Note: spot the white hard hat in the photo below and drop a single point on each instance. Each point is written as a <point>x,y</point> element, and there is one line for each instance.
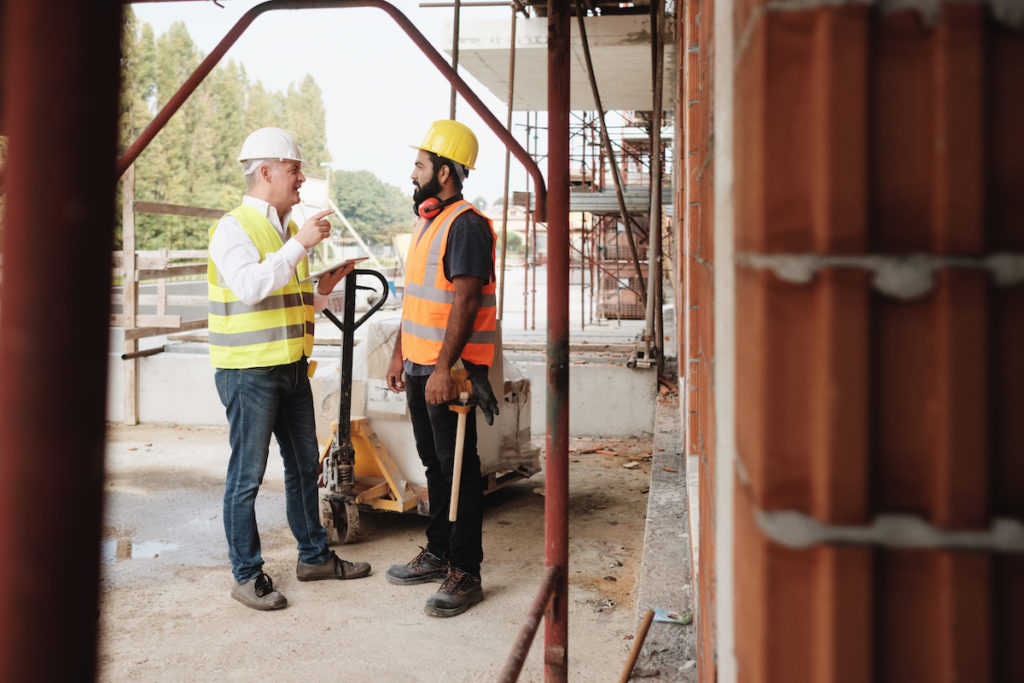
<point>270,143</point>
--------------------
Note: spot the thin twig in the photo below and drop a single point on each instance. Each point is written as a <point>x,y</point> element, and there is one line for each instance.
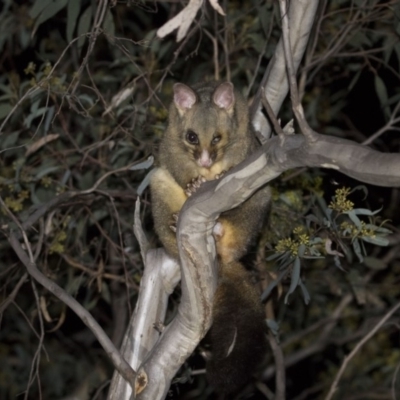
--------------------
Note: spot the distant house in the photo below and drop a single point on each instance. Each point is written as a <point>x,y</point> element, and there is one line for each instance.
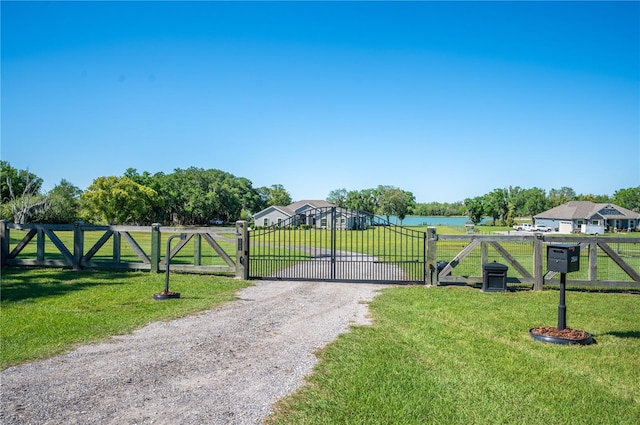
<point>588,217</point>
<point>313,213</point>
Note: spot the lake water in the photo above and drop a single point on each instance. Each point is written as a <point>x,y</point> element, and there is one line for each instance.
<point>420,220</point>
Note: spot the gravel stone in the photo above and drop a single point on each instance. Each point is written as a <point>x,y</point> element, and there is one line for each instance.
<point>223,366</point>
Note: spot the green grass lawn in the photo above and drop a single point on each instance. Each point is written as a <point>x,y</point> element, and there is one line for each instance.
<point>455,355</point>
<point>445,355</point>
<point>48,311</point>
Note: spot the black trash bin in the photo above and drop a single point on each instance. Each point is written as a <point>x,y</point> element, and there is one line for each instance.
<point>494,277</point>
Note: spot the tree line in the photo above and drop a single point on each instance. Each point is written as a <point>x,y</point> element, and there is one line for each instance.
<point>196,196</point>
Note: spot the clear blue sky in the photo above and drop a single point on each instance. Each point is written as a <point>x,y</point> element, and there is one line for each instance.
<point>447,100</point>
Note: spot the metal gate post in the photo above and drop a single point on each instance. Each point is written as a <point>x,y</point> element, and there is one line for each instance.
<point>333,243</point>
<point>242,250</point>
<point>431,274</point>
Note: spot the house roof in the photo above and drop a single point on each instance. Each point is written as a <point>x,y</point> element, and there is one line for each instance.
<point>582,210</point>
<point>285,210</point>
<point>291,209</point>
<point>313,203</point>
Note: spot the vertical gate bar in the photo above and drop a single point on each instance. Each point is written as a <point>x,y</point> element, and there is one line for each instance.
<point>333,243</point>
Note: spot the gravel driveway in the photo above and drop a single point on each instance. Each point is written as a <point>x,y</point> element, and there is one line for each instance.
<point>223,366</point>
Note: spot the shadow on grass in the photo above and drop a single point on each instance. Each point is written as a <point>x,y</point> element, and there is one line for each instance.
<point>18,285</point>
--------------------
## [Do this]
Pull out each line of the entries above that contains the word "grass" and copy it unchanged.

## [Output below]
Note: spot the green grass lawn in the photo above and drop a single point on each instance. Each point is written as a <point>x,y</point> element, and there is one line for each instance.
Note: spot the shadow on grass in the photo above and drop a single point on each instance. Each point is written as a <point>x,y</point> element, and there is one line for each instance.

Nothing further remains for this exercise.